Report every line of the records below that contains the word "asphalt", copying each such line in full. Matching is case-sensitive.

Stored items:
----

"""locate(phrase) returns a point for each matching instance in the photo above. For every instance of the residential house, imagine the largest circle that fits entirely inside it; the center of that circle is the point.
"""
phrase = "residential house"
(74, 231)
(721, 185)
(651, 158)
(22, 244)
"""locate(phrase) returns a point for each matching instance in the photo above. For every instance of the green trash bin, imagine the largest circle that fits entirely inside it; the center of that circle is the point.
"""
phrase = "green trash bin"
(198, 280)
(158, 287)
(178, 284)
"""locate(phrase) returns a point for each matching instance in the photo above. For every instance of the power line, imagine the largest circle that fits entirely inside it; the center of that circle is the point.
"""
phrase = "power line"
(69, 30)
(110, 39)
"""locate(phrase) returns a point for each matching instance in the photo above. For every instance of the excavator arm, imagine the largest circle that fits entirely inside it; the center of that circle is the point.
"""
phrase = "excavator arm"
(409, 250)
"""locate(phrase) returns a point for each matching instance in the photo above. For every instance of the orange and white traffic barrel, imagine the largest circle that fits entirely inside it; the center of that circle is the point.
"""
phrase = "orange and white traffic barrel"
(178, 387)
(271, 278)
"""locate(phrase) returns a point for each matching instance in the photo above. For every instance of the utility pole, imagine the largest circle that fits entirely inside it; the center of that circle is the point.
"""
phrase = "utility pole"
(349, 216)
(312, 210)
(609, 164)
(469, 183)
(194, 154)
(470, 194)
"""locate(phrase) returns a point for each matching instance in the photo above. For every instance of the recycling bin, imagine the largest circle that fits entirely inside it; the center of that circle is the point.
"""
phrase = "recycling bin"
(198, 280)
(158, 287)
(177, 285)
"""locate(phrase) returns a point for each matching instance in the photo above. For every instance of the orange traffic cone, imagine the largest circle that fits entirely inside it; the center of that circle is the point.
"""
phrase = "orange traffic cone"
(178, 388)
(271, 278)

----

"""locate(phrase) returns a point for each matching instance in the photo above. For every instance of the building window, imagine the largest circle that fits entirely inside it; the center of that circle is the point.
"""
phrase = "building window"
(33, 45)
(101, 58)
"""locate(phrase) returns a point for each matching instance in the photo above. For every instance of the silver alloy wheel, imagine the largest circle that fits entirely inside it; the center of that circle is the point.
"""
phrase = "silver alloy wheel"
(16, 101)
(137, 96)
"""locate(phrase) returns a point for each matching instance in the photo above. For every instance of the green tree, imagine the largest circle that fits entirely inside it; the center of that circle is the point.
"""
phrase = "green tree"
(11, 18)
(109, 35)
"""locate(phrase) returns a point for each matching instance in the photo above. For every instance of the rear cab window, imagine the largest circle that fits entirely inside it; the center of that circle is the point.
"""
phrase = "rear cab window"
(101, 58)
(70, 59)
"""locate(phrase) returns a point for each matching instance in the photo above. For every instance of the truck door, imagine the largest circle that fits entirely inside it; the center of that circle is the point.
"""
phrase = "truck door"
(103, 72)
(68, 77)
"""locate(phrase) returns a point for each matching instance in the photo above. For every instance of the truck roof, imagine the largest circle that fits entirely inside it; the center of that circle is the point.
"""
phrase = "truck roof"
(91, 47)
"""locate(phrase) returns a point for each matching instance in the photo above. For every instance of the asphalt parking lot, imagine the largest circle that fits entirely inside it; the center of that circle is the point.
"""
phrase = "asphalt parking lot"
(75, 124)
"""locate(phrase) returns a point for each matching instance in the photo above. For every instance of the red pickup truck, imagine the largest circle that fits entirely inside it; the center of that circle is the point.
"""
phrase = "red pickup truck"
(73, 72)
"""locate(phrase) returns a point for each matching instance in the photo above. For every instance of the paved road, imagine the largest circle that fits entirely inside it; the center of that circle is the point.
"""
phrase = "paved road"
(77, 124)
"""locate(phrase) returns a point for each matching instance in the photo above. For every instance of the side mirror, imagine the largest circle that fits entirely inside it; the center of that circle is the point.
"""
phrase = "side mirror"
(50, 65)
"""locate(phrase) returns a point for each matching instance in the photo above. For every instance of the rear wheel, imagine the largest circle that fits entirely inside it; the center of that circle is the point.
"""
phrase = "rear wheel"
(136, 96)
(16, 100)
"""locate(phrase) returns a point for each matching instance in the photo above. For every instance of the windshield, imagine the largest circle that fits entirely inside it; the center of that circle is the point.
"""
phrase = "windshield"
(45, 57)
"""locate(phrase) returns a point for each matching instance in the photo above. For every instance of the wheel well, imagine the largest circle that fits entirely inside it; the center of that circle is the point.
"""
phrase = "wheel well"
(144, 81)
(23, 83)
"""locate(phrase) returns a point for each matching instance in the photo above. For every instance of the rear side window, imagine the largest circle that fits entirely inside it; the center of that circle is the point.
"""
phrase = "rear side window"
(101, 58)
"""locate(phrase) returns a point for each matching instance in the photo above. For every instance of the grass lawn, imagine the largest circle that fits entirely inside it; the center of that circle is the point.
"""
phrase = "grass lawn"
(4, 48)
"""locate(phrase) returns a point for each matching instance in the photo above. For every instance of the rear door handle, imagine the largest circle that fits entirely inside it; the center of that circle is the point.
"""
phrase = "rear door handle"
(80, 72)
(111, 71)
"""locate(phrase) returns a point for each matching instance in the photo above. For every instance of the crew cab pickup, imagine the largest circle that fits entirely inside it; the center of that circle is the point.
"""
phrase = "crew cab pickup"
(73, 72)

----

*Full response*:
"""locate(phrase) returns a point for each matching instance in the photo above. For every instance of the asphalt parking lot, imagine the largest circle that fits entirely inside it; the center of that circle is the point.
phrase = "asphalt parking lot"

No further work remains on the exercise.